• Task brief: Give all of the lines again, with nothing added or dropped.

• Excerpted records:
*-*-*

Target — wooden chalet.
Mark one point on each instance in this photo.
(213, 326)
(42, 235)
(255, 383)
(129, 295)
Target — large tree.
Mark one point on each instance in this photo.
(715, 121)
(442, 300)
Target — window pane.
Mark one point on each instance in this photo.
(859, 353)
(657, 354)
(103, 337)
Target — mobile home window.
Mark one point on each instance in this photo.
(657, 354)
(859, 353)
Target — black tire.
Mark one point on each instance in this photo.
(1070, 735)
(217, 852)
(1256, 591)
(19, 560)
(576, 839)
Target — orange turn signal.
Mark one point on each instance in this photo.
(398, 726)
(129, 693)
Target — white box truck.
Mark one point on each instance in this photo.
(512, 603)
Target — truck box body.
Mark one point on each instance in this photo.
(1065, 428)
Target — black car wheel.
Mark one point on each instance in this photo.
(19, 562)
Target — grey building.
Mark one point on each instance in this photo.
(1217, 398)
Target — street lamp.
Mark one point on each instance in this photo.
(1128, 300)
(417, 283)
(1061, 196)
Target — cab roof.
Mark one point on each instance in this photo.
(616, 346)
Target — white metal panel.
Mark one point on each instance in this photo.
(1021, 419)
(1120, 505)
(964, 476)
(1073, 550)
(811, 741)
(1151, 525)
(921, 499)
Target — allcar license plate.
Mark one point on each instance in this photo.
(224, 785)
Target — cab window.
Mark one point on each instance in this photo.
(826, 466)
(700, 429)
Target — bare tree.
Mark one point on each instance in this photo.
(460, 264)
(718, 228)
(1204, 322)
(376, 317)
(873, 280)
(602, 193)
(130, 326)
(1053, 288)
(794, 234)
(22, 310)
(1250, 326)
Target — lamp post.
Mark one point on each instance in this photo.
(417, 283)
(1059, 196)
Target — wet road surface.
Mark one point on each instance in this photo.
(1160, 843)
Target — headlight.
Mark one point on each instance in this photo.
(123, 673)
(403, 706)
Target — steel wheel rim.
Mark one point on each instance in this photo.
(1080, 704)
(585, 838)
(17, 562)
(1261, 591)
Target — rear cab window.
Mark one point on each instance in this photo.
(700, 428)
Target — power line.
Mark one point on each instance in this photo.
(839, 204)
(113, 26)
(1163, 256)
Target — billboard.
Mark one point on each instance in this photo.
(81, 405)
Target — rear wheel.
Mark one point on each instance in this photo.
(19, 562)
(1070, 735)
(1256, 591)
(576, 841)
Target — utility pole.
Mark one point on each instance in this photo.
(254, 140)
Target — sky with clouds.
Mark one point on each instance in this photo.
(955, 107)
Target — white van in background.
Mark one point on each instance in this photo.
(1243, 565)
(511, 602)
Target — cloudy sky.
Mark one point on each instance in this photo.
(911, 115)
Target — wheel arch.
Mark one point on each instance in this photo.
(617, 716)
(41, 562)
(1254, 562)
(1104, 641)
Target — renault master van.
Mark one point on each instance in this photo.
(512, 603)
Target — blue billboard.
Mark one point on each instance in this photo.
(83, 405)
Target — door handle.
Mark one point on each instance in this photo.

*-*-*

• Written response:
Target — wooden chalet.
Mark one point on each instance in this photo.
(213, 326)
(42, 235)
(255, 383)
(129, 295)
Target — large tree.
Mark one point on each instance in this photo.
(715, 121)
(442, 300)
Target — window pane.
Mark one point on each instance in this photo.
(859, 353)
(657, 354)
(103, 337)
Target — mobile home window.
Mark one point on each instance in this photo.
(657, 354)
(859, 353)
Target — black tire.
Mark one point on each instance in this photo.
(1070, 735)
(217, 852)
(1256, 591)
(19, 560)
(576, 839)
Target — orange turn signal.
Mark one point on each instance in this photo.
(398, 726)
(129, 693)
Target — white box truck.
Mark one point on each instance in this photo.
(512, 603)
Target — truck box body.
Mark one point on each instance in this photo.
(1065, 428)
Target — black car wheel.
Mark one point on each instance in this photo.
(19, 562)
Target — grey building.
Mark one point on each instance in this photo.
(1217, 398)
Target — street lamp.
Mark one point on each instance in this photo.
(1128, 300)
(417, 283)
(1061, 196)
Target — cab roof.
Mark one point on each instance in this photo.
(616, 346)
Target — white metal panel.
Mark one point on each instance in this photo.
(1021, 419)
(1120, 505)
(964, 476)
(1073, 550)
(811, 741)
(1151, 525)
(921, 499)
Target — allcar license plate.
Mark one point on each instance in this photo.
(224, 785)
Target — cab window.
Mark one point on each instance in this photo.
(826, 466)
(700, 429)
Target — bare tree.
Mark one point on each instance in this photo.
(460, 264)
(718, 228)
(1204, 322)
(376, 317)
(873, 280)
(602, 193)
(130, 326)
(1053, 288)
(794, 234)
(22, 310)
(1250, 326)
Target — lamp post.
Mark one point on each instance in this photo.
(417, 283)
(1059, 196)
Target — wet road surface.
Mark one point on each instance in this photo.
(1160, 843)
Target — headlight.
Mark one point on each instance in this photo.
(123, 673)
(403, 706)
Target — steel wheel rim.
Mark one point on each instance in this photo.
(1080, 704)
(585, 838)
(17, 562)
(1261, 591)
Target — rear cab window.
Mark one point on each instance in this photo.
(700, 428)
Target — power line.
Mark one point on each instance in this photo.
(839, 204)
(113, 26)
(1163, 256)
Target — billboard.
Mark one point on each instance in this photo.
(81, 405)
Target — rear wheel.
Mark one point on each instance in this photo.
(19, 562)
(1070, 735)
(1256, 591)
(576, 841)
Target — utility pole.
Mark one point on each instance in this photo.
(254, 140)
Target — sky with clouds.
Mark one point on each instance in this photo.
(955, 107)
Target — white van in background.
Mark one point on each instance in this photo.
(1243, 565)
(511, 602)
Target — cloudy sky.
Mark one point on each instance in this photo.
(911, 115)
Target — wheel arch.
Mark one point on each instance in this photo.
(617, 716)
(41, 562)
(1254, 562)
(1104, 641)
Target — renault master van.
Mark one point on each instance in this photo.
(512, 603)
Target — blue billboard.
Mark one point on each instance in this photo.
(83, 405)
Target — door handle.
Mark one point on each instance in this photo.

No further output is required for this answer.